(Dataset excerpt)

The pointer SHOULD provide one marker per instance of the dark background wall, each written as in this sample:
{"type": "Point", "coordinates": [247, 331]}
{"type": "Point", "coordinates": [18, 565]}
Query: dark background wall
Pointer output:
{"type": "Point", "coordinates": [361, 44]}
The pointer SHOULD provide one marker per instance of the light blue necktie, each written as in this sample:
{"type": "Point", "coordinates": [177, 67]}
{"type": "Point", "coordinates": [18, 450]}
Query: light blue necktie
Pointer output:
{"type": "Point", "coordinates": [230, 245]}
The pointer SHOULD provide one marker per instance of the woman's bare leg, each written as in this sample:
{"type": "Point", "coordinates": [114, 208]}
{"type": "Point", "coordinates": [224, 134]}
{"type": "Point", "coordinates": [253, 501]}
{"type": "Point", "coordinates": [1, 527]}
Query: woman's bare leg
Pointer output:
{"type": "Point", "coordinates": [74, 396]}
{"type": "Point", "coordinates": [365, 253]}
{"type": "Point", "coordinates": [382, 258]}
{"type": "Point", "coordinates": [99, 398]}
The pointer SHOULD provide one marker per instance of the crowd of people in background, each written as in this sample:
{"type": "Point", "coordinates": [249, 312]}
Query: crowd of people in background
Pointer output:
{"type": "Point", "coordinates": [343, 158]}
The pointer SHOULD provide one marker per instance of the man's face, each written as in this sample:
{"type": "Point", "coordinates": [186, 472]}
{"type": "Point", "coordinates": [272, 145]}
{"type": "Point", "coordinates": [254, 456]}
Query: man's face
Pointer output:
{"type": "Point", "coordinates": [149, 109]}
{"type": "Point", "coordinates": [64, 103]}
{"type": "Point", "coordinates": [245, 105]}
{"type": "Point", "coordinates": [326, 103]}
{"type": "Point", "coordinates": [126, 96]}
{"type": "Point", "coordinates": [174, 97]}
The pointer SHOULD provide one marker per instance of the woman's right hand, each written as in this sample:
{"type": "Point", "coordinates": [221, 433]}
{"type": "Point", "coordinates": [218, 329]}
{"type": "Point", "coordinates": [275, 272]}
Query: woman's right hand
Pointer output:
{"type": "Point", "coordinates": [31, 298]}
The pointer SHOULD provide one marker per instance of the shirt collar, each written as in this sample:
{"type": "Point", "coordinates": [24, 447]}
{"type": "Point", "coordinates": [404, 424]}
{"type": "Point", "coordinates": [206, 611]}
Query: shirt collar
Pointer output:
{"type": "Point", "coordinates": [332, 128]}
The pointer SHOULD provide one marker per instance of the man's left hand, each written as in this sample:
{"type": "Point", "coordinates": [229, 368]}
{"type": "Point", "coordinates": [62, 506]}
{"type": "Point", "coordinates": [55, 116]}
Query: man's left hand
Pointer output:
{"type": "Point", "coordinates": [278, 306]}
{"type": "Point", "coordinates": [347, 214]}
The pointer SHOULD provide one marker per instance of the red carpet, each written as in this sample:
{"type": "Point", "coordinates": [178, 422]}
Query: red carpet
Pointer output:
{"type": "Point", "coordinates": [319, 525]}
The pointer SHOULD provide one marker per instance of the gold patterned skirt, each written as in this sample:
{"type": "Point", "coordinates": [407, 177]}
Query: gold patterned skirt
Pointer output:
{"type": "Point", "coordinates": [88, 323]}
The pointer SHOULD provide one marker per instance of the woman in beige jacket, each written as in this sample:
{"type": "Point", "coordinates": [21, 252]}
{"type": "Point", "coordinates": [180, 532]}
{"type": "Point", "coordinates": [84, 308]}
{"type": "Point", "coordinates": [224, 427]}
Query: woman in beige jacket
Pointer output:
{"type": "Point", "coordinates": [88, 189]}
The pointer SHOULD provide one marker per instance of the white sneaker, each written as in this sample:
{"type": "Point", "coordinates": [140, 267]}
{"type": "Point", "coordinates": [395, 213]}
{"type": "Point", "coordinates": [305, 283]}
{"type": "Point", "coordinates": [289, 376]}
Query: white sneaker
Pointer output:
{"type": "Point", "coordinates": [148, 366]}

Exercise directions
Please copy out every line of the records in the dataset excerpt above, word for word.

Output for this exercise
The pointer SHOULD provide one marker per instance of the dark background wall, each written as in this sample:
{"type": "Point", "coordinates": [247, 331]}
{"type": "Point", "coordinates": [18, 565]}
Query: dark background wall
Pointer output:
{"type": "Point", "coordinates": [361, 44]}
The pointer SHOULD provide one marker per instance of the light blue necktie, each written as in this sample:
{"type": "Point", "coordinates": [177, 67]}
{"type": "Point", "coordinates": [18, 450]}
Query: light blue necktie
Pointer output:
{"type": "Point", "coordinates": [230, 245]}
The pointer SHOULD provide one marker per instance of the woman's bare leg, each written as in this sample:
{"type": "Point", "coordinates": [114, 208]}
{"type": "Point", "coordinates": [224, 134]}
{"type": "Point", "coordinates": [253, 501]}
{"type": "Point", "coordinates": [1, 527]}
Query: woman's bare leg
Pointer output:
{"type": "Point", "coordinates": [74, 396]}
{"type": "Point", "coordinates": [365, 253]}
{"type": "Point", "coordinates": [382, 258]}
{"type": "Point", "coordinates": [99, 398]}
The pointer SHOULD provide one marker per instance of the crowd of people in background, each written as in this sample:
{"type": "Point", "coordinates": [249, 312]}
Query: crowd of people in background
Pointer output:
{"type": "Point", "coordinates": [343, 158]}
The pointer SHOULD provide one marker per instance of the man's face, each written as in this sample:
{"type": "Point", "coordinates": [186, 472]}
{"type": "Point", "coordinates": [272, 145]}
{"type": "Point", "coordinates": [254, 456]}
Query: man's face
Pointer output:
{"type": "Point", "coordinates": [149, 109]}
{"type": "Point", "coordinates": [64, 103]}
{"type": "Point", "coordinates": [245, 105]}
{"type": "Point", "coordinates": [326, 103]}
{"type": "Point", "coordinates": [126, 96]}
{"type": "Point", "coordinates": [174, 97]}
The pointer SHOULD provide one marker per instance of the woman's right hand, each written as in this sample:
{"type": "Point", "coordinates": [221, 433]}
{"type": "Point", "coordinates": [218, 329]}
{"type": "Point", "coordinates": [275, 272]}
Query: woman's right hand
Pointer output:
{"type": "Point", "coordinates": [31, 298]}
The pointer SHOULD provide one marker per instance of the shirt collar, each written as in this sample:
{"type": "Point", "coordinates": [24, 447]}
{"type": "Point", "coordinates": [404, 424]}
{"type": "Point", "coordinates": [206, 611]}
Query: shirt collar
Pointer output:
{"type": "Point", "coordinates": [332, 128]}
The pointer SHOULD provide one marker per instance of the man's left hand, each written as in this sample:
{"type": "Point", "coordinates": [229, 368]}
{"type": "Point", "coordinates": [62, 506]}
{"type": "Point", "coordinates": [55, 116]}
Query: man's left hand
Pointer output:
{"type": "Point", "coordinates": [278, 306]}
{"type": "Point", "coordinates": [347, 214]}
The pointer SHOULD provide one marker per instance of the red carpet, each written as in this sample:
{"type": "Point", "coordinates": [178, 422]}
Query: red carpet
Pointer output:
{"type": "Point", "coordinates": [319, 525]}
The pointer SHOULD provide one marker per instance of the gold patterned skirt, each written as in this sample:
{"type": "Point", "coordinates": [407, 177]}
Query: gold patterned skirt
Pointer output:
{"type": "Point", "coordinates": [88, 323]}
The pointer SHOULD provide one marker per instance of the woman in beige jacket, each written as in this sample:
{"type": "Point", "coordinates": [21, 252]}
{"type": "Point", "coordinates": [180, 532]}
{"type": "Point", "coordinates": [84, 308]}
{"type": "Point", "coordinates": [224, 427]}
Query: woman in beige jacket
Pointer output:
{"type": "Point", "coordinates": [88, 189]}
The pointer SHOULD provide one marker per instance of the white sneaker, each written as in this sample:
{"type": "Point", "coordinates": [140, 267]}
{"type": "Point", "coordinates": [395, 213]}
{"type": "Point", "coordinates": [305, 283]}
{"type": "Point", "coordinates": [289, 376]}
Query: white sneaker
Pointer output:
{"type": "Point", "coordinates": [148, 366]}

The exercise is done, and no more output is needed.